Work order: Could you retype the entries below exactly, omitting every picture?

Items listed in a dataset
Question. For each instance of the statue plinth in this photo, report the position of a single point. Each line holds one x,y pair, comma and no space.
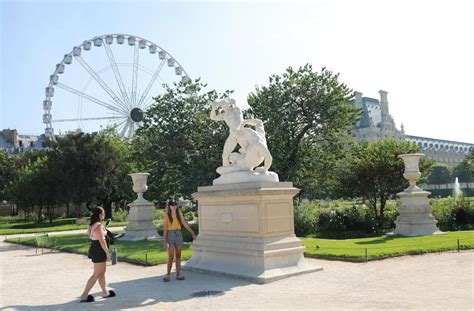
415,217
245,177
247,230
140,218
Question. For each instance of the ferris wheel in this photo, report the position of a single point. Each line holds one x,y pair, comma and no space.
110,83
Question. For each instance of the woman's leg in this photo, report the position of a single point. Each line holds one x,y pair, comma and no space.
178,261
170,259
101,280
91,281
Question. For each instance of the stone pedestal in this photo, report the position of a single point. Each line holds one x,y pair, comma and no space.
415,214
247,230
140,223
140,218
415,211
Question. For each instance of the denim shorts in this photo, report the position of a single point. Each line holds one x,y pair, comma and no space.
175,238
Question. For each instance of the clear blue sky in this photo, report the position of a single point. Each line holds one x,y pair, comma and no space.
421,53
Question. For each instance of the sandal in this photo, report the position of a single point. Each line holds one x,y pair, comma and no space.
89,298
111,294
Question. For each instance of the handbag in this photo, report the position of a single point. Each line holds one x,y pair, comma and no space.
109,238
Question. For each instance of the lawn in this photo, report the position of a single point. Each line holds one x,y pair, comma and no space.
141,252
387,246
152,252
61,224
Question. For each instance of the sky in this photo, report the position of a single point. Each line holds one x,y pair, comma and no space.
421,52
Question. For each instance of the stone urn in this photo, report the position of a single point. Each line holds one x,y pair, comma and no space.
139,185
412,169
140,217
415,217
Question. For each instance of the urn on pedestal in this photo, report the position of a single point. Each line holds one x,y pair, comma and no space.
140,218
415,211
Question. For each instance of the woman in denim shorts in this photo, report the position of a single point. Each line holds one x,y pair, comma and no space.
173,239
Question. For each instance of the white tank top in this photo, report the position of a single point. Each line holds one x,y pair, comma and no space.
93,234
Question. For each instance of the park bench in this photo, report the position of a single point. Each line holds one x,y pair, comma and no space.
43,241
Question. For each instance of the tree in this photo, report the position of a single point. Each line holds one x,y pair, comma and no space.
464,171
178,144
308,121
439,174
94,169
375,173
35,186
7,173
113,166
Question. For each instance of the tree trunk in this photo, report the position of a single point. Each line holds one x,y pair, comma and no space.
49,209
40,212
107,205
77,209
383,201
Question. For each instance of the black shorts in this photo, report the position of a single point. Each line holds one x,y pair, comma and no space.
96,252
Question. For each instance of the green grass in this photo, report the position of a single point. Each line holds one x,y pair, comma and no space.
384,247
140,252
152,252
61,224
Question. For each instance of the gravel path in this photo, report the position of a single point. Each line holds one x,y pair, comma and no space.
53,281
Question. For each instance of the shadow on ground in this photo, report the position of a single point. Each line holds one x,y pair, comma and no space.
150,291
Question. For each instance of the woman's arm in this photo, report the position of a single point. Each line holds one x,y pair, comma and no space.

Completed task:
Question. For each instance of the statue plinth in this photo, report the position of a single point. Each line holds one x,y pair, comma and no space.
415,217
245,177
247,230
140,218
Question. For each instance of the ferris wheel in this photo, report the position of a single point. Each line holds one x,y pair, comma and no space.
110,83
Question. For each instance of the woman's leg in this photo, report the position of a single point. Each line holds one x,y pair, comma and no space.
178,261
170,259
101,280
91,281
Question. For each instance of the stone pedestal in this photo, report the position of a single point. Each line holds one x,y pair, comma and no space.
415,214
247,230
140,223
140,218
415,211
Question. For each instance of the denim shorts in this photo, report the position of a single point. Each line holds one x,y pair, comma and no space.
175,238
Question. For each instance of the clear blue sky in this photo, report the position of a single point. Each line holds one x,y pair, comma and no space.
421,53
Question. For each instance of the sandal in this photo, report the position of a single point. Each line holds one x,y pair, comma and no space.
89,298
111,294
Question. For each instance of the handbag in this photo, report the position of a single point. Each line holds one x,y pair, comma and no space.
109,238
Question. For each instance of the lawn in this photo, report the position of a single point. Each line holds one x,y pair, comma and no space.
141,252
387,246
152,252
61,224
Question. For each instance of the sky in this photo, report the position of a single point. Each line holds one x,y pair, comma and no space.
421,52
Question. For each instance of the stone urn in this photo, report the position of a single point. Each line holds one x,y pair, comma and no space.
139,185
412,169
140,217
415,217
Question. For each instance of the urn on pedestal in this photo, report the position of a single point. Each line holds one x,y pair, comma and no space.
140,218
415,211
Question. For each instance of the woman in denim shorts in this photo, report the position of a single point. Each line holds one x,y pair, comma and no space.
173,239
Question. For each instance of the white tank top in this photo, report the position of a single point. Each line holds one x,y pair, comma and no space.
93,234
Question. For each instance of the park bench in this photo, report the position of a single point. Each line holds one x,y pair, comma and no space.
43,241
Question. For each instance of the tree in this photo, report the position of a single point. Each line holds one x,y pair, comma and no space.
464,171
178,144
308,121
439,174
94,169
375,173
35,186
7,173
113,166
Question. For each instance of the tree trunk in this photo, report the position of a single point. Each line holds one x,y pair, comma and no space.
49,209
40,212
107,205
77,209
383,201
Question. For each instance of the black shorts in this photo, report the position of a single point. Each line holds one x,y pair, comma and no space.
96,252
Question. For each instance of the green grass in this photo, report the position of a single point. Each line holds one x,y pair, comma and no space.
384,247
140,252
152,252
61,224
Question. For each instance of the gravel path in this photo, report the position of a single point. Each line holds one x,y pair, comma and no space.
53,281
Question. For each instance of the shadow on ground in this photo, report the position of a single point. Each line holds one x,y pair, comma and no space.
150,291
Question. For each instance of the woman's arm in this photo, report the position of a single point. Each line holds one x,y pair, comma and no space.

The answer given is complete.